- _SOURCE_
— begin —

# KIS Containers



## herper99 (Mar 21, 2008)

You can get these great clear containers at K-Mart or Lowes. I think Target is carrying them now too. They are made by KIS and work awesome as grow-out/froglet containers.


----------



## Philsuma (Jul 18, 2006)

I use them.....they are crystal clear with no patterns or swirls except for the three circular rings on the lid but still crystal clear.

Rubbermade is more $$ and not clear.

The cool item is the VALUE PACK which has 4 nested boxes inside a big one!

There is also a smoked grey nesting box set which I use for all my feeder insects.

The lids "lock" down nicely and while not 100% fly proof (what enclosure really is) they are very good at keeping flies inside!

Best storage / grow out / q-tine enclosure I have seen yet.


----------



## ckreef (Aug 29, 2008)

If you use some weatherstripping on the lid it helps with fruit flies


----------



## NathanB (Jan 21, 2008)

I looked at lowes, hd, target, kmart, and wallmart and didn't find this brand


----------



## Philsuma (Jul 18, 2006)

the BRAND of KIS is actually called OMNIBOX


Kmart for sure......I've got them at multiple Kmarts in Pa and Ft Lauderdale.


They are "European" and have a website.....


Omni Box - KIS - Space For You


----------



## NathanB (Jan 21, 2008)

the frederick kmart is a total joke, i'll look again though


----------



## jubjub47 (Sep 9, 2008)

Home Depot down here sells KIS containers, but not the clear ones. I've found some really nice clear sterilite containers at Walmart that look just like the KIS ones though.


----------



## JoshK (Jan 5, 2009)

I get similar ones from IKEA, they were pretty cheap and very sturdy


----------



## michaelslenahan (Mar 10, 2009)

I got similar ones from a local chain called "ShopKo." I use it to keep my FF cultures--only holds 12 or so cups, but its worth it because I no longer hear from my wife about the smell...


----------



## SmackoftheGods (Jan 28, 2009)

I love ShopKo! Okay not really.... I wasn't aware it was a strictly local chain, though....

These look pretty brilliant, I'd love to get a few for myself. What ShopKo did you go to?


----------



## herper99 (Mar 21, 2008)

Philsuma said:


> I use them.....they are crystal clear with no patterns or swirls except for the three circular rings on the lid but still crystal clear.
> 
> Rubbermade is more $$ and not clear.
> 
> ...


I wonder where I got the idea from.... Oh Yeah, thanks Phil!


----------



## Dragas (Sep 4, 2008)

Found em at my local Kmart - Thanks Phil, they have come in handy for sure. (They really hold moisture well, as I using some of the smaller ones for moss's)


----------



## herper99 (Mar 21, 2008)

I am definitely adding more of these to my collection as they are nice, compact, and they are very functional.


----------



## GBIII (Mar 20, 2008)

I have a half dozen or so of different sizes. I'd like to add more but the local Kmart is always out of them....


----------

— end —

- _WHAT YOU ARE ASKED TO DO_
Answer these questions from the thread about KIS containers.
(a) What does Philsuma say the brand of KIS is actually called?
(b) What does ckreef suggest adding to the lid to help with fruit flies?
(c) Where does JoshK get similar containers?
Rely only on the thread about KIS containers for what comes next.

- _PROVIDED DATA_
— begin —

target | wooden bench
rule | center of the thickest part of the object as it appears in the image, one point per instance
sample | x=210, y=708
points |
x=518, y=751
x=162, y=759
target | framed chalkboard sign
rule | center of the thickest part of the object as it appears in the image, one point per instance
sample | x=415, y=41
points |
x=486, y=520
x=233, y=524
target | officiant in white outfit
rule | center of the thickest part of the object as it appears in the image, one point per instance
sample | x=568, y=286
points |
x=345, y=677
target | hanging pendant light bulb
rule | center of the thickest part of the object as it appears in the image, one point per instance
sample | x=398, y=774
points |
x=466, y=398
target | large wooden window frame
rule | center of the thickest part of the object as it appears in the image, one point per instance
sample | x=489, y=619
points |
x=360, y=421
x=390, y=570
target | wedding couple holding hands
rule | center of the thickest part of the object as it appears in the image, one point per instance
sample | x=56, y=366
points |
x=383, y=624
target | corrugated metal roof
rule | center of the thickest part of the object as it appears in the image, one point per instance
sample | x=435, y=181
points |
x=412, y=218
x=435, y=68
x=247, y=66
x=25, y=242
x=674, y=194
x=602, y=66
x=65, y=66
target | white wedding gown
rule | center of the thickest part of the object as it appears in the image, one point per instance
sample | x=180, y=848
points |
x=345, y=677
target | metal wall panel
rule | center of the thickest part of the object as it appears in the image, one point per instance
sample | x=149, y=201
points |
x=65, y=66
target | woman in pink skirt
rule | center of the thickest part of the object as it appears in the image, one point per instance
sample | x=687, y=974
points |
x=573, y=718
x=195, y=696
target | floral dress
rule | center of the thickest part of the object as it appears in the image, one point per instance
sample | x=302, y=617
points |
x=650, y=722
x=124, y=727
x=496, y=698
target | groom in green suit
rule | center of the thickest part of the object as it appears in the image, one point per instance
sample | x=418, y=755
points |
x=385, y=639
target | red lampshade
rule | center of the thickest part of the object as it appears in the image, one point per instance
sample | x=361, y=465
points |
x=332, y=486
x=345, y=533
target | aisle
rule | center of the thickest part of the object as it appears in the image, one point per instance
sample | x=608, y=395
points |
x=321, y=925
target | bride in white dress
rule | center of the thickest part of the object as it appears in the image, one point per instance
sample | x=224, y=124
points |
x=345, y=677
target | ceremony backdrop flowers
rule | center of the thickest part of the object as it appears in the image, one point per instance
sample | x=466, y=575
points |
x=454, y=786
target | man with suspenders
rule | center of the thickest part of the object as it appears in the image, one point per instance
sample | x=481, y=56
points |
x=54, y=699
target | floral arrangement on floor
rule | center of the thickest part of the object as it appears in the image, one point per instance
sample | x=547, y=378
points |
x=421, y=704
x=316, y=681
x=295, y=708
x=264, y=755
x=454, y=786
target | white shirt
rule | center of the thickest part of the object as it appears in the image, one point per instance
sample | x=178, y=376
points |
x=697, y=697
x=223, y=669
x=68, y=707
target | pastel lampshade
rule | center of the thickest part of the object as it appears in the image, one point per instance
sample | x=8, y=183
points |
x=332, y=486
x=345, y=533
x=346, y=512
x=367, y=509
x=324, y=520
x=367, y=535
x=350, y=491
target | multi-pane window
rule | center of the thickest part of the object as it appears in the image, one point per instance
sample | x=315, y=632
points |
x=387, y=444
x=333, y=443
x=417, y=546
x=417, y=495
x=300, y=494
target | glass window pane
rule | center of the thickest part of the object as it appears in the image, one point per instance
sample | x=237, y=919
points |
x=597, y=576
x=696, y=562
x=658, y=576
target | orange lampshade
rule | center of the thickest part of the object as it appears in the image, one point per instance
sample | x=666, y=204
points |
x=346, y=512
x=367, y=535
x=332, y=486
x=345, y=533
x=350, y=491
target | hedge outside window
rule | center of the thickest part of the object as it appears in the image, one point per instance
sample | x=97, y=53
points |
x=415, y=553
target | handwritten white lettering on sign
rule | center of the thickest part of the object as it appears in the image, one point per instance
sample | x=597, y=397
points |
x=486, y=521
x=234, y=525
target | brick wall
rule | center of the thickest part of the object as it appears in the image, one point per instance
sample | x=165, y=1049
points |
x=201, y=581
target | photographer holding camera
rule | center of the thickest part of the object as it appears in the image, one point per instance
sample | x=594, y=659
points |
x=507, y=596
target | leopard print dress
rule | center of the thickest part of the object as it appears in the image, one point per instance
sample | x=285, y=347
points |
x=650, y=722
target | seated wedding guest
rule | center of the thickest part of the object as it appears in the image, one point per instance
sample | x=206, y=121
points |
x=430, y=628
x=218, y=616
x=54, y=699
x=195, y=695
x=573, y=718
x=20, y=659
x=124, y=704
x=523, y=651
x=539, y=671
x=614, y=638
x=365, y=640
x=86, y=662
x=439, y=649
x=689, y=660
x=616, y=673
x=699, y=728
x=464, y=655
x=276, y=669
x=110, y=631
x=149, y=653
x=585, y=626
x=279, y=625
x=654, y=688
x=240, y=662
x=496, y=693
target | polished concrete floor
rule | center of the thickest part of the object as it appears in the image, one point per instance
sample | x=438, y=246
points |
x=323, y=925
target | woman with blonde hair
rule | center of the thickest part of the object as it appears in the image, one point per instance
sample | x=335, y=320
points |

— end —

- _PROBLEM SOLUTION_
(a) OMNIBOX
(b) Weatherstripping
(c) IKEA